> Work instructions:
Would you filter these records and copy every line that has the word "Target"?

(Stored data)
——

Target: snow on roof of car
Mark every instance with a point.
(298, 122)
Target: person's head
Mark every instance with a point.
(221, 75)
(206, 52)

——

> Worked solution:
Target: snow on roof of car
Target: person's head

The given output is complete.